[Point-per-instance localization data]
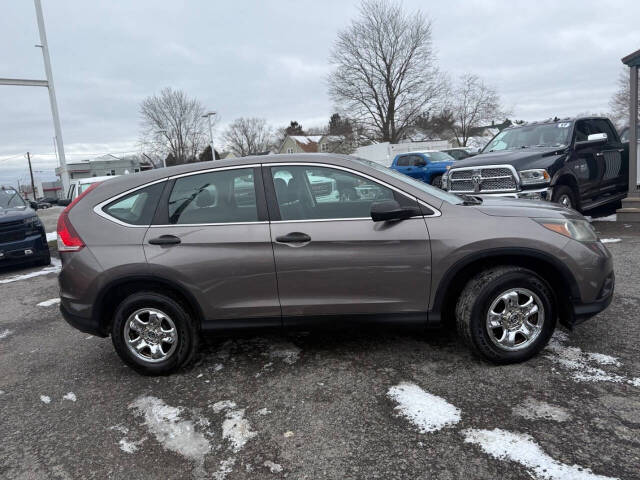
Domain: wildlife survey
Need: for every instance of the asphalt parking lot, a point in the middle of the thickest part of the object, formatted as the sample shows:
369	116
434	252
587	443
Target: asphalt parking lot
345	405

#### What to work on
All lines above are to be restated word for word, with pictures excluded.

#### Response for this exercise
Domain: wildlife survey
Need: for every instance of the asphalt parking lot, a point in the middle of the thickest part of the object, formatted as the sample shows:
369	116
434	252
587	443
Target: asphalt parking lot
345	405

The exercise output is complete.